Eu estava estressado. Vocês sabem como é. As contas para pagar, o revisor que atrasou um trabalho, uma capa que o autor demora em aprovar. Um livro para lançar em abril e que enroscou no capítulo dois. As páginas prontas transformadas em páginas amassadas, cada parágrafo com mais correções do que frases concluídas. Meu olho esquerdo tremia como se tivesse vida própria, dando sinais de que era hora de ir à praia, ao sítio, à casa da avó. Em suma, era preciso descansar.

Percebi que há pelo menos três anos viajo somente para participar de feiras literárias. Na última quinta-feira, saí para almoçar e o relógio do celular marcava 13h. Quando voltei, eram 13h13. Estava claro que eu sequer estava almoçando, mas atacando um prato de comida como se fosse um leão que finalmente pegou uma zebra.

Foi com esse espírito que entrei na Livraria Bucherstube, no Brooklin, em São Paulo. Me movimentando rápido, quase arranquei a porta, ao invés de abri-la com cuidado. Uma vez lá dentro, contudo, imediatamente me vi imerso em uma atmosfera de calma e tranquilidade, um ambiente de livros, para o qual meu ritmo estava completamente inadequado.
##############################
* [TAREFAS A REALIZAR]:
1: Extraia do bloco de texto, sem nenhuma alteração, o trecho que começa nas palavras "Foi com esse" e vai até "estava completamente inadequado.", inclusive.
2: Segundo o bloco de texto, em que bairro fica a Livraria Bucherstube?
##############################
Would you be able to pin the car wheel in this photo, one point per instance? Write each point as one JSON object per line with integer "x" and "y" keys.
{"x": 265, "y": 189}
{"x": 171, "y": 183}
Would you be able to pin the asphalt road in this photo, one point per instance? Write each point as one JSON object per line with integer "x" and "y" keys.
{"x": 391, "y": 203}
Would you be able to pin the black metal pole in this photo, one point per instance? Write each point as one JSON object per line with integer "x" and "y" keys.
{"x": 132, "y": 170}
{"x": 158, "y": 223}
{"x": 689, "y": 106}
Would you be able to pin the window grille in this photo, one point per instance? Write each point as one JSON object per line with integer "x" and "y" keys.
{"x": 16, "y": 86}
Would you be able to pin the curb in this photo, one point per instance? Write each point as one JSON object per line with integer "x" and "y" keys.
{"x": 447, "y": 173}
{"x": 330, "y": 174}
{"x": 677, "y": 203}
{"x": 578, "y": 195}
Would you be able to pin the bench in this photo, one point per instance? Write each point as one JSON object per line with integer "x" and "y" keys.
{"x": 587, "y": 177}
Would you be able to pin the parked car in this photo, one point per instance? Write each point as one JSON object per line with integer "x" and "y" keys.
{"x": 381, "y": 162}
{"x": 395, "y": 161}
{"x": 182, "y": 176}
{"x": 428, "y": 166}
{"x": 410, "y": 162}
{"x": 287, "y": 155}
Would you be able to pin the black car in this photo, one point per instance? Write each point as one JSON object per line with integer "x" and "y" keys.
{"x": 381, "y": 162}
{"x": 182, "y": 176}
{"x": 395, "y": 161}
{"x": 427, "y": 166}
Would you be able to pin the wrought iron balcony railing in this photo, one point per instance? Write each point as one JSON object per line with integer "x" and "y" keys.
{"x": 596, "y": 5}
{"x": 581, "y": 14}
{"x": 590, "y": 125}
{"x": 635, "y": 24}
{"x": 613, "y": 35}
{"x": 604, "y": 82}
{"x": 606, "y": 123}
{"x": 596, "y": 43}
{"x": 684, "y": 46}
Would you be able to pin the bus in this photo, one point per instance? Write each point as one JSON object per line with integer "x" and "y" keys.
##############################
* [SOLUÇÕES DETALHADAS]:
1:
Foi com esse espírito que entrei na Livraria Bucherstube, no Brooklin, em São Paulo. Me movimentando rápido, quase arranquei a porta, ao invés de abri-la com cuidado. Uma vez lá dentro, contudo, imediatamente me vi imerso em uma atmosfera de calma e tranquilidade, um ambiente de livros, para o qual meu ritmo estava completamente inadequado.

2: No Brooklin, em São Paulo.